* Exercise goal
Rewrite the data from the line with "# Mark the region of the dirt" through the end, both ends included, keeping every line except the pictures, which should be left out. In the answer outlines, multiply each x,y coordinate by 1.75 and round to the nearest whole number, with halves rounded up; leave every other line unchanged.

* Material to process
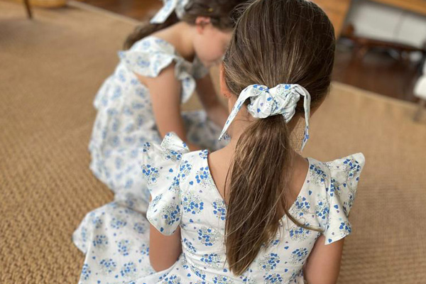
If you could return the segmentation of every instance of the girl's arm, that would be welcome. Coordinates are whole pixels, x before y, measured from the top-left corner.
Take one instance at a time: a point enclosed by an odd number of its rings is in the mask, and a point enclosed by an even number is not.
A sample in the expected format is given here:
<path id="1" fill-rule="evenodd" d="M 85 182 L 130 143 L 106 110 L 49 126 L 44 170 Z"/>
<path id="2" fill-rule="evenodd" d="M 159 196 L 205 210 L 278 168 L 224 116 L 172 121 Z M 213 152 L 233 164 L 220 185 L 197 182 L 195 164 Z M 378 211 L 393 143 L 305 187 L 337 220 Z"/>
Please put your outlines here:
<path id="1" fill-rule="evenodd" d="M 150 225 L 149 261 L 155 271 L 171 267 L 182 253 L 180 227 L 171 236 L 165 236 Z"/>
<path id="2" fill-rule="evenodd" d="M 327 246 L 325 237 L 318 238 L 304 266 L 309 284 L 335 284 L 340 271 L 344 239 Z"/>
<path id="3" fill-rule="evenodd" d="M 163 70 L 154 78 L 136 74 L 139 80 L 149 89 L 157 128 L 161 137 L 173 131 L 192 151 L 198 147 L 188 143 L 183 120 L 180 114 L 181 83 L 175 76 L 175 64 Z"/>
<path id="4" fill-rule="evenodd" d="M 209 74 L 197 80 L 197 93 L 209 119 L 223 127 L 229 113 L 217 97 Z"/>

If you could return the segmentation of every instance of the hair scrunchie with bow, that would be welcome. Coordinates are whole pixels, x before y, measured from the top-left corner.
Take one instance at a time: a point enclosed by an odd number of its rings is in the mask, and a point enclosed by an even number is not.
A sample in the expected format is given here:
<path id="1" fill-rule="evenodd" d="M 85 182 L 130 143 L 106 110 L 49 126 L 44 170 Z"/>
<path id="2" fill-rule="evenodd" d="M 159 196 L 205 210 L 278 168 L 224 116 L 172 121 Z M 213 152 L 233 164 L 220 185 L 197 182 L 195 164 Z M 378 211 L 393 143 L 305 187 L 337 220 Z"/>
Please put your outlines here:
<path id="1" fill-rule="evenodd" d="M 240 94 L 231 114 L 219 137 L 221 140 L 228 127 L 241 109 L 244 102 L 250 98 L 247 109 L 253 117 L 265 119 L 275 115 L 282 115 L 288 123 L 296 112 L 296 106 L 300 97 L 304 97 L 305 119 L 306 126 L 302 143 L 303 150 L 309 139 L 309 117 L 310 116 L 310 94 L 303 87 L 297 84 L 280 84 L 273 88 L 261 84 L 252 84 L 244 89 Z"/>

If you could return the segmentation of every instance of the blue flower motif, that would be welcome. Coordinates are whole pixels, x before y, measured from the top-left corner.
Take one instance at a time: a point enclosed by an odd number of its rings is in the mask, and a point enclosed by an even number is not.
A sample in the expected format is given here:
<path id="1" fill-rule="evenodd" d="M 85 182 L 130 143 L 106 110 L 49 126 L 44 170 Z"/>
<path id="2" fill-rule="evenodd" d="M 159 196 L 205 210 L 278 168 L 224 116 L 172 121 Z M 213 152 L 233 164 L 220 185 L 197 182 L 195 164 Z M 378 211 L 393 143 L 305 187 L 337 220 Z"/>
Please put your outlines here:
<path id="1" fill-rule="evenodd" d="M 309 251 L 306 248 L 297 248 L 291 253 L 291 261 L 293 263 L 298 263 L 305 260 L 309 254 Z"/>
<path id="2" fill-rule="evenodd" d="M 165 284 L 181 284 L 180 277 L 175 275 L 168 276 L 167 278 L 164 278 L 164 281 L 163 283 Z"/>
<path id="3" fill-rule="evenodd" d="M 305 224 L 305 226 L 309 226 L 309 223 Z M 301 226 L 295 226 L 290 230 L 290 237 L 293 241 L 302 241 L 306 239 L 310 234 L 310 230 L 305 229 Z"/>
<path id="4" fill-rule="evenodd" d="M 323 220 L 327 219 L 329 212 L 330 208 L 327 200 L 324 199 L 318 201 L 315 207 L 315 214 L 318 217 Z"/>
<path id="5" fill-rule="evenodd" d="M 117 267 L 117 263 L 112 258 L 104 258 L 99 262 L 101 271 L 104 273 L 111 273 Z"/>
<path id="6" fill-rule="evenodd" d="M 207 266 L 219 268 L 221 259 L 217 253 L 206 253 L 201 258 L 201 261 L 204 263 Z"/>
<path id="7" fill-rule="evenodd" d="M 316 184 L 324 184 L 327 178 L 325 172 L 317 165 L 311 165 L 309 168 L 311 170 L 310 173 L 312 173 L 312 180 Z"/>
<path id="8" fill-rule="evenodd" d="M 133 263 L 133 261 L 131 261 L 127 263 L 124 263 L 124 265 L 121 267 L 120 274 L 122 277 L 130 277 L 133 276 L 136 271 L 136 266 L 135 266 L 135 263 Z"/>
<path id="9" fill-rule="evenodd" d="M 151 165 L 142 165 L 142 173 L 143 173 L 143 176 L 145 177 L 148 185 L 152 185 L 157 182 L 157 179 L 160 175 L 158 169 L 151 166 Z"/>
<path id="10" fill-rule="evenodd" d="M 192 253 L 197 253 L 197 248 L 195 248 L 195 247 L 192 245 L 192 243 L 191 243 L 187 239 L 184 238 L 183 243 L 185 244 L 186 248 L 189 252 Z"/>
<path id="11" fill-rule="evenodd" d="M 89 279 L 90 277 L 90 274 L 92 274 L 92 271 L 90 270 L 90 267 L 88 264 L 84 263 L 83 265 L 83 268 L 82 269 L 82 273 L 80 275 L 80 278 L 84 280 Z"/>
<path id="12" fill-rule="evenodd" d="M 92 220 L 92 224 L 93 224 L 94 225 L 95 229 L 99 229 L 101 226 L 102 226 L 103 223 L 104 222 L 103 222 L 102 219 L 98 216 L 95 217 Z"/>
<path id="13" fill-rule="evenodd" d="M 203 160 L 205 160 L 207 158 L 207 156 L 209 155 L 209 151 L 208 150 L 203 150 L 200 151 L 200 153 L 198 153 L 198 155 Z"/>
<path id="14" fill-rule="evenodd" d="M 213 214 L 222 221 L 226 219 L 226 205 L 223 200 L 217 199 L 212 203 Z"/>
<path id="15" fill-rule="evenodd" d="M 259 268 L 267 272 L 275 269 L 280 263 L 280 257 L 277 253 L 270 253 L 259 261 Z"/>
<path id="16" fill-rule="evenodd" d="M 133 230 L 136 231 L 136 233 L 142 234 L 145 232 L 145 225 L 143 223 L 135 223 L 133 225 Z"/>
<path id="17" fill-rule="evenodd" d="M 114 229 L 121 229 L 124 227 L 127 224 L 127 222 L 119 218 L 114 217 L 112 220 L 111 220 L 110 226 Z"/>
<path id="18" fill-rule="evenodd" d="M 130 251 L 130 241 L 129 240 L 121 240 L 119 241 L 117 244 L 117 246 L 119 248 L 119 253 L 122 255 L 123 256 L 129 256 L 129 253 Z"/>
<path id="19" fill-rule="evenodd" d="M 206 246 L 212 246 L 217 241 L 219 234 L 211 228 L 203 227 L 198 230 L 198 239 Z"/>
<path id="20" fill-rule="evenodd" d="M 186 178 L 190 175 L 191 170 L 192 169 L 192 165 L 191 165 L 187 160 L 184 160 L 180 166 L 180 175 L 182 180 L 185 180 Z"/>
<path id="21" fill-rule="evenodd" d="M 204 209 L 204 202 L 193 194 L 183 196 L 182 205 L 184 212 L 192 214 L 198 214 Z"/>
<path id="22" fill-rule="evenodd" d="M 232 284 L 234 282 L 226 276 L 214 276 L 213 278 L 213 283 L 214 284 Z"/>
<path id="23" fill-rule="evenodd" d="M 105 235 L 96 235 L 93 239 L 93 246 L 95 248 L 104 248 L 108 245 L 108 237 Z"/>
<path id="24" fill-rule="evenodd" d="M 264 278 L 266 284 L 278 284 L 283 282 L 283 277 L 278 273 L 270 274 Z"/>
<path id="25" fill-rule="evenodd" d="M 161 217 L 168 226 L 172 226 L 180 219 L 180 207 L 179 205 L 170 204 L 163 209 Z"/>

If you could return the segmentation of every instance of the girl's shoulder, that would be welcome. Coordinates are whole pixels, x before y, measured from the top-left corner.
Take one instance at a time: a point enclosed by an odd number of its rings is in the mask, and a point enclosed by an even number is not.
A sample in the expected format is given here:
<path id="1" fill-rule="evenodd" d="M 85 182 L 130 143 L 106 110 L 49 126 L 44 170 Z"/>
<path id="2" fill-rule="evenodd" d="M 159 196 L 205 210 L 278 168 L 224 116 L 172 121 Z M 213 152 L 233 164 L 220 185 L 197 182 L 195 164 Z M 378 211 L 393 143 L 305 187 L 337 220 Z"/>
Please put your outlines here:
<path id="1" fill-rule="evenodd" d="M 308 158 L 309 170 L 303 187 L 289 209 L 302 224 L 320 229 L 325 244 L 351 234 L 348 217 L 356 196 L 365 165 L 361 153 L 329 162 Z"/>

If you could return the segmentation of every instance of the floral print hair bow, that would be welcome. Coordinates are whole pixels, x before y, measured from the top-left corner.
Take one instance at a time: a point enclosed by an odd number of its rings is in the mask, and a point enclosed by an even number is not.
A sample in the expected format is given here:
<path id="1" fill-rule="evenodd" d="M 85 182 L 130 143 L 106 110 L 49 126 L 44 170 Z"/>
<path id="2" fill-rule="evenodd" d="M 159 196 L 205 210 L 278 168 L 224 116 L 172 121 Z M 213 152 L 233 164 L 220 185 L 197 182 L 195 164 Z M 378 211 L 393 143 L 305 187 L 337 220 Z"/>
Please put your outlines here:
<path id="1" fill-rule="evenodd" d="M 306 89 L 296 84 L 280 84 L 271 89 L 261 84 L 252 84 L 247 87 L 238 97 L 219 140 L 224 137 L 228 127 L 247 99 L 250 98 L 250 104 L 248 104 L 247 109 L 253 117 L 265 119 L 268 116 L 281 114 L 284 116 L 285 122 L 288 123 L 296 112 L 296 106 L 300 99 L 300 96 L 304 97 L 303 106 L 305 108 L 305 120 L 306 121 L 303 142 L 302 143 L 301 151 L 302 151 L 309 139 L 311 98 Z"/>

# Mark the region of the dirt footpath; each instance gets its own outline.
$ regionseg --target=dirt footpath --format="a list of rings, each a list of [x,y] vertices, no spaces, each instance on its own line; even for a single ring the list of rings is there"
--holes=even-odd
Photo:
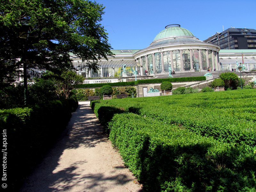
[[[143,191],[112,147],[90,102],[79,104],[66,132],[20,191]]]

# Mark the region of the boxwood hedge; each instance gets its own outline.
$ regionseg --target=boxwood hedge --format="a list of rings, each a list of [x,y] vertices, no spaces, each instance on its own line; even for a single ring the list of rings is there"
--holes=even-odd
[[[255,91],[125,98],[91,105],[147,191],[255,191]]]
[[[205,81],[206,80],[205,76],[189,77],[178,77],[167,79],[152,79],[138,80],[136,81],[129,82],[118,82],[117,83],[97,83],[86,84],[80,84],[76,86],[75,88],[92,88],[93,87],[101,87],[103,85],[109,85],[112,87],[114,86],[124,86],[126,85],[133,86],[139,84],[148,83],[160,83],[164,81],[169,82],[180,82],[184,81]]]
[[[17,191],[65,128],[78,105],[71,99],[0,110],[0,127],[6,133],[8,143],[9,191]]]

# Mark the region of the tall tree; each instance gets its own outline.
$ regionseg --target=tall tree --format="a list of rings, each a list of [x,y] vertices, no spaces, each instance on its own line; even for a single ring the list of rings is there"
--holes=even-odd
[[[97,60],[112,55],[108,34],[100,23],[102,5],[85,0],[0,2],[0,83],[13,79],[24,63],[28,68],[72,69],[72,52],[83,61],[93,61],[87,67],[96,70]],[[19,33],[22,22],[32,29],[26,43]]]

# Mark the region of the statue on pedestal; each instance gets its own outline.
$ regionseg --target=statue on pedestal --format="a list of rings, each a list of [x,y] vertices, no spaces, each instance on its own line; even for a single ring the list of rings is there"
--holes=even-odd
[[[148,93],[154,93],[156,92],[159,92],[159,90],[158,89],[153,89],[153,87],[151,87],[149,89],[149,91],[148,91]]]
[[[150,65],[149,65],[149,69],[150,71],[153,70],[153,65],[151,63],[150,63]]]
[[[212,75],[212,73],[205,73],[204,75],[204,76],[210,76]]]
[[[169,70],[169,76],[172,76],[172,67],[171,65],[169,65],[169,67],[168,68],[168,69]]]
[[[126,68],[126,65],[124,64],[123,66],[123,72],[125,72],[126,71],[126,70],[125,70],[125,68]]]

* Solution for this exercise
# Mark the region of the dirt footpath; each instance gets its own outline.
$ regionseg --target=dirt footpath --format="a list of rings, each a list of [x,y] vertices, no spaces, each instance on its own line; even for a single ring the list of rings is there"
--holes=even-odd
Photo:
[[[250,334],[196,257],[158,179],[138,182],[116,231],[35,334]]]

# Mark the region of the boxwood hedge; each instance gets its own outline.
$ regionseg --target=boxwood hedge --format="a list of rings, each a list of [x,y] vertices, no spaces, each instance on its own line; even for a single ring the list of rings is there"
--holes=even-odd
[[[446,159],[219,172],[159,184],[257,334],[446,334]]]
[[[359,142],[361,140],[359,133],[331,135],[312,135],[292,138],[266,138],[242,140],[238,142],[226,144],[207,144],[205,145],[170,145],[151,147],[140,147],[133,151],[131,154],[161,154],[163,152],[177,152],[180,149],[191,149],[196,152],[200,151],[217,151],[221,149],[233,151],[243,147],[259,145],[280,145],[287,142],[296,144],[315,144],[322,142]]]
[[[30,334],[114,224],[137,184],[124,173],[0,193],[0,222],[11,233],[14,250],[16,334]]]

# Mark the region of the tall tree; each instance gets its own outline.
$ regionseg --target=tall tree --format="a list of rings, each a list of [x,y] vertices, no spaces, each instance on its own line; even for a single ring the list of rings is there"
--holes=even-odd
[[[170,105],[196,96],[189,60],[175,40],[179,9],[149,0],[0,4],[0,145],[23,138],[42,110],[49,119],[126,121],[126,91],[145,107],[163,107],[152,117],[168,123]],[[33,58],[39,39],[56,51],[46,75]]]

# Mark the region of the statue on pedestal; each instance gets its own outline.
$ regionseg --target=statue on pedestal --format="a list of rings, each a list of [x,y] vertices, no spaces, each instance on its own line; even for a single ring the list of rings is there"
--holes=even-odd
[[[259,163],[270,163],[273,161],[278,161],[278,158],[277,156],[268,156],[268,152],[264,152],[261,156],[261,159],[259,159]]]
[[[263,114],[261,114],[261,121],[263,124],[268,123],[268,114],[264,110],[263,110]]]
[[[371,131],[371,128],[359,128],[357,131],[357,133],[368,133]]]
[[[296,123],[296,133],[301,133],[301,117],[299,114],[296,114],[296,117],[294,119],[294,121]]]
[[[221,119],[221,114],[217,112],[215,116],[215,126],[219,126],[221,124],[221,123],[219,123],[219,119]]]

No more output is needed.